__Instructions to follow__: Please convert the lines from the start through the line containing "column 222, row 118" into a two-column CSV headed instruction and points, one row per text with its answer, each in a single quoted field with line breaks turned into spaces. Leave the pictures out.

[Stored data]
..........

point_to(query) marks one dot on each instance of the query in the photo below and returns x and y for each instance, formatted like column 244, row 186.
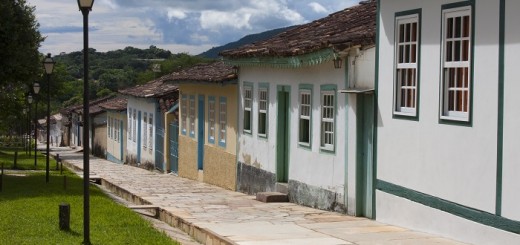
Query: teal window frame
column 403, row 66
column 184, row 114
column 305, row 89
column 192, row 111
column 248, row 107
column 328, row 90
column 263, row 87
column 447, row 116
column 212, row 115
column 222, row 118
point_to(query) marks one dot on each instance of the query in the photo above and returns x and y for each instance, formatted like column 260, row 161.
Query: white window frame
column 263, row 108
column 461, row 114
column 328, row 117
column 248, row 107
column 211, row 119
column 406, row 94
column 305, row 113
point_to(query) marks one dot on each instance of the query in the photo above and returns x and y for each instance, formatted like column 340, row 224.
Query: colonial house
column 447, row 118
column 297, row 131
column 146, row 107
column 116, row 124
column 208, row 123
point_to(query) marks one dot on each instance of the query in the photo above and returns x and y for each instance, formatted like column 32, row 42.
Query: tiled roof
column 117, row 104
column 153, row 89
column 350, row 27
column 212, row 72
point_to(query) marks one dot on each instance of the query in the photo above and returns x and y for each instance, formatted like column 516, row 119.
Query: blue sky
column 191, row 26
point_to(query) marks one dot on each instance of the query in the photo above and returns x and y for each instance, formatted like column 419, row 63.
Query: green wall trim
column 414, row 117
column 453, row 208
column 448, row 121
column 500, row 128
column 297, row 61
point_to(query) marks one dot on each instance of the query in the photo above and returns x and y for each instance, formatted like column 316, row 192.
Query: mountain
column 213, row 52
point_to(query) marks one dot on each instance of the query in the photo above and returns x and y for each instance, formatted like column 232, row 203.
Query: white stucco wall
column 452, row 162
column 143, row 106
column 511, row 168
column 425, row 155
column 310, row 166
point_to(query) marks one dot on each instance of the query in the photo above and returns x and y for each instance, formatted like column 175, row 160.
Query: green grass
column 29, row 213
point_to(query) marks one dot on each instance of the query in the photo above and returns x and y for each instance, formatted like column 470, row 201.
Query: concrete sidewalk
column 213, row 215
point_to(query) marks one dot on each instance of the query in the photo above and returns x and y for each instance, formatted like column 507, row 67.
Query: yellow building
column 208, row 124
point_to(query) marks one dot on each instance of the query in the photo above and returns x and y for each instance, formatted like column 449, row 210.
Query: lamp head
column 48, row 64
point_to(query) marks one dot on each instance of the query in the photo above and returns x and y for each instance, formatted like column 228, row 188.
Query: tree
column 19, row 43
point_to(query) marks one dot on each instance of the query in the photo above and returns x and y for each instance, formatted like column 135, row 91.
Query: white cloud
column 318, row 8
column 216, row 20
column 176, row 13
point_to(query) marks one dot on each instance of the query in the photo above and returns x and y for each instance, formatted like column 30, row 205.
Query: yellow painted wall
column 219, row 162
column 188, row 158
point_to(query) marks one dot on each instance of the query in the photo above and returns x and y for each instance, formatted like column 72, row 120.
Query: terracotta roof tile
column 210, row 72
column 352, row 26
column 154, row 89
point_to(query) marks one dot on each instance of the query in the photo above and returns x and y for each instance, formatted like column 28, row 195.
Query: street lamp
column 36, row 88
column 48, row 64
column 29, row 100
column 85, row 6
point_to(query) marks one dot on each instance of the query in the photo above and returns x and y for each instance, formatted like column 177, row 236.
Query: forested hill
column 213, row 52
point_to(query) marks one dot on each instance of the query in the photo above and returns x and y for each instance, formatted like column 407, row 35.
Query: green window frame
column 248, row 107
column 222, row 122
column 211, row 119
column 328, row 98
column 305, row 115
column 263, row 110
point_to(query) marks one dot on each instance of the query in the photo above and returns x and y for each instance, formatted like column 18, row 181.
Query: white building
column 447, row 119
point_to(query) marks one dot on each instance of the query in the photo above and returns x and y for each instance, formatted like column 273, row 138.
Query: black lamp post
column 36, row 88
column 48, row 64
column 85, row 6
column 29, row 100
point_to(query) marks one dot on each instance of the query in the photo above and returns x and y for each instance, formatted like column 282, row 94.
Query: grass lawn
column 29, row 211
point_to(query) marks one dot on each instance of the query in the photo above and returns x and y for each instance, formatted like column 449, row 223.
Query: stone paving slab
column 213, row 215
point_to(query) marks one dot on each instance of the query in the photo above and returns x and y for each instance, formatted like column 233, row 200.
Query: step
column 272, row 197
column 282, row 187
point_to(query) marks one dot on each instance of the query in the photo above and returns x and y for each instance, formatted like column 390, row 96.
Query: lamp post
column 36, row 88
column 85, row 6
column 29, row 100
column 48, row 64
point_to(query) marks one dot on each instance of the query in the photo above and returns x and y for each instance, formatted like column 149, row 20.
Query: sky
column 188, row 26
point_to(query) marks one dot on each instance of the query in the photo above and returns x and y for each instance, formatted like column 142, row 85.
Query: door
column 282, row 140
column 365, row 163
column 174, row 146
column 200, row 135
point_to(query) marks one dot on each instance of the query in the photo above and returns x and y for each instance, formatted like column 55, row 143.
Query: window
column 304, row 130
column 222, row 121
column 211, row 119
column 248, row 105
column 150, row 132
column 192, row 115
column 184, row 113
column 456, row 62
column 328, row 112
column 406, row 77
column 145, row 129
column 129, row 124
column 263, row 100
column 134, row 126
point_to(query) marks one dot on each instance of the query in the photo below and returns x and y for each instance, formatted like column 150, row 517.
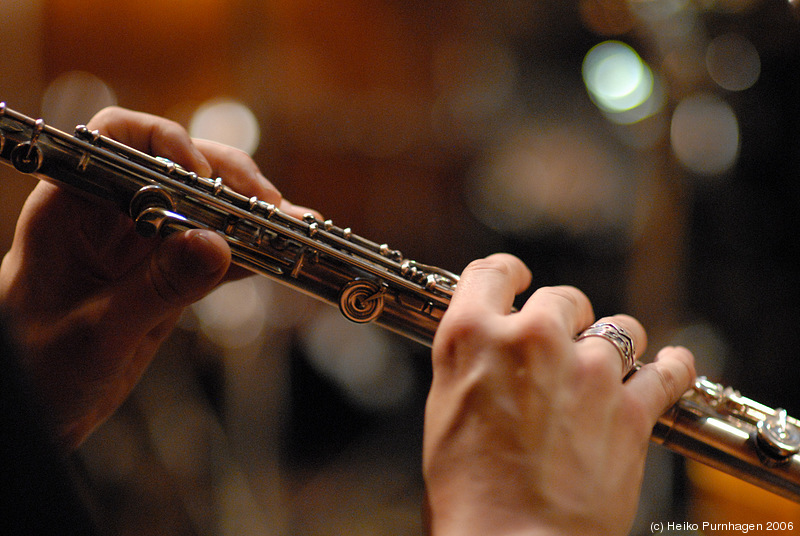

..........

__Exercise solution__:
instruction,points
"point_to(query) marks one dot on each instance of the query in the photo below and returns x and y for each instance, formatted like column 244, row 186. Query: teal window frame","column 403, row 66 column 184, row 114 column 305, row 89 column 192, row 111 column 248, row 107 column 328, row 90 column 263, row 87 column 447, row 116 column 212, row 115 column 222, row 118"